**Task instructions**
Reproduce the material from its start up to and including the line containing "M13 3L13 0L3", swapping "white cloud" for "gray cloud" wherever it occurs and leaving everything else unchanged.

****************

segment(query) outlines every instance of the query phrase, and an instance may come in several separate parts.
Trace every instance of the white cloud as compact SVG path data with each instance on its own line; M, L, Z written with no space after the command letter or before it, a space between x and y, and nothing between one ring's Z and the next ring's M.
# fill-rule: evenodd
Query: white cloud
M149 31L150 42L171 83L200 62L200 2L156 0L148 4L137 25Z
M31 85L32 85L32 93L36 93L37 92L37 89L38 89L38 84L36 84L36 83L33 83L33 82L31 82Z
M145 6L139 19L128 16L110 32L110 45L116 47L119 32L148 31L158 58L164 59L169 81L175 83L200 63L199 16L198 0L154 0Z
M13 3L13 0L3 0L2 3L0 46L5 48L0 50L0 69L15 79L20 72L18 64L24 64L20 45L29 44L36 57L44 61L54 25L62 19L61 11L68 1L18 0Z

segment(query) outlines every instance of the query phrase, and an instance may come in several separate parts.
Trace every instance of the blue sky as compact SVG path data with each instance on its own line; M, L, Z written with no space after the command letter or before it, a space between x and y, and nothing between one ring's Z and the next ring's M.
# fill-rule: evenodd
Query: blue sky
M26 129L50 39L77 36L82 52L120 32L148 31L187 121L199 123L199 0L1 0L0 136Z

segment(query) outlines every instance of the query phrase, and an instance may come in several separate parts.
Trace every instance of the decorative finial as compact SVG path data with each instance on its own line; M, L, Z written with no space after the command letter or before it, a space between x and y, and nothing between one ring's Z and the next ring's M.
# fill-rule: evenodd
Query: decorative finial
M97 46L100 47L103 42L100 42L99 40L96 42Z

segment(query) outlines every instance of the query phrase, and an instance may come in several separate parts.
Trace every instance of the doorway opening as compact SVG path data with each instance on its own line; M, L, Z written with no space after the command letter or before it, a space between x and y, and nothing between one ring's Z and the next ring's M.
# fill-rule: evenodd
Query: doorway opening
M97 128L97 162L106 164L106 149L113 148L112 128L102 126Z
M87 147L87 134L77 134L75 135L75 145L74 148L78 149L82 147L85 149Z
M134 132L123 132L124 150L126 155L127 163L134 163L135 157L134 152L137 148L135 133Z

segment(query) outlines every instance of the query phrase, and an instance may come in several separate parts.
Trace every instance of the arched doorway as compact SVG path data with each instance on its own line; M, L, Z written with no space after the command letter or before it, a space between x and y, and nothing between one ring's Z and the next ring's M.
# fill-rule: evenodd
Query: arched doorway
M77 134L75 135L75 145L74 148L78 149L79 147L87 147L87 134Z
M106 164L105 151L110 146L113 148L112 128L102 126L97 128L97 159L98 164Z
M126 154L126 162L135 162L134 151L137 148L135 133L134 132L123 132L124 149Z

****************

**Exercise solution**
segment(query) outlines every instance of the query phrase, and an instance may come in several separate parts.
Trace every instance of the gray cloud as compact SVG path data with each instance on its own line; M, L, Z written with no space after the command letter or before it, a space between x and y, and nothing between one ring's Z and the next ring's M.
# fill-rule: evenodd
Query: gray cloud
M149 31L150 42L171 83L200 62L200 2L156 0L148 4L137 25Z
M31 85L32 85L32 93L36 93L37 92L37 89L38 89L38 84L36 84L36 83L33 83L33 82L31 82Z
M145 6L139 19L128 16L110 32L110 45L116 47L119 32L148 31L158 58L164 59L169 81L175 83L200 63L199 16L198 0L154 0Z
M13 3L13 0L3 0L2 3L0 46L5 48L0 50L0 69L15 79L20 72L18 64L24 64L20 45L29 44L36 57L44 61L54 25L62 19L61 11L68 1L18 0Z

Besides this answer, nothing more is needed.